Return each line of the data below that contains the string "groom".

☆ ☆ ☆

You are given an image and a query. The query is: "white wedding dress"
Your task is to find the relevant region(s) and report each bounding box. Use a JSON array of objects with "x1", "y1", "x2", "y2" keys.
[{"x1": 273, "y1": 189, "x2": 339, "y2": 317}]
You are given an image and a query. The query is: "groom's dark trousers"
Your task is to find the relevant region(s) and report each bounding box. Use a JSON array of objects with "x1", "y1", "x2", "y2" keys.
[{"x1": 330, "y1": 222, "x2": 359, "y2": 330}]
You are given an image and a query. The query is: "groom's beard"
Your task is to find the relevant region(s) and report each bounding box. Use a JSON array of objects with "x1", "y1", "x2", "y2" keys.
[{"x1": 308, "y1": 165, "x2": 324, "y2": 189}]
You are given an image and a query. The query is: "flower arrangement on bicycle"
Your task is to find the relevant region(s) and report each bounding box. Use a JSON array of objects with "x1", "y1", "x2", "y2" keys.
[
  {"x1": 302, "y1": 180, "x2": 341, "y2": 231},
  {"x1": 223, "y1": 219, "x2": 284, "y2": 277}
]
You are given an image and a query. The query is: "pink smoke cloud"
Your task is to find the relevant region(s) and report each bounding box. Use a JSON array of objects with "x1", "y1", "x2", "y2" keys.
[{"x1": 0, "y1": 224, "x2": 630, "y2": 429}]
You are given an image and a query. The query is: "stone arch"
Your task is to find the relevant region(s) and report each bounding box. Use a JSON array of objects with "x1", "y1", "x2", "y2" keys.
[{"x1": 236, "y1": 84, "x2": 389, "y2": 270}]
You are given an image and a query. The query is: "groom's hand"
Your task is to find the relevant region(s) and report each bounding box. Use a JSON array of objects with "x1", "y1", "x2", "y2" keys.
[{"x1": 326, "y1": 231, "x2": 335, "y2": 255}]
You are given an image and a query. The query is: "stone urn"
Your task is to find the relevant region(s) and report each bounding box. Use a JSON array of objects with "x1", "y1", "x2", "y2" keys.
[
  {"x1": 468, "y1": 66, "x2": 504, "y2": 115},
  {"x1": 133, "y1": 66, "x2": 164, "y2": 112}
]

☆ ☆ ☆

▶ [Exercise response]:
You are given an image and a query. The query is: "groom's dark trousers"
You are given an image and a query. The query is: "groom's beard"
You are given an image and a query. The query is: "groom's hand"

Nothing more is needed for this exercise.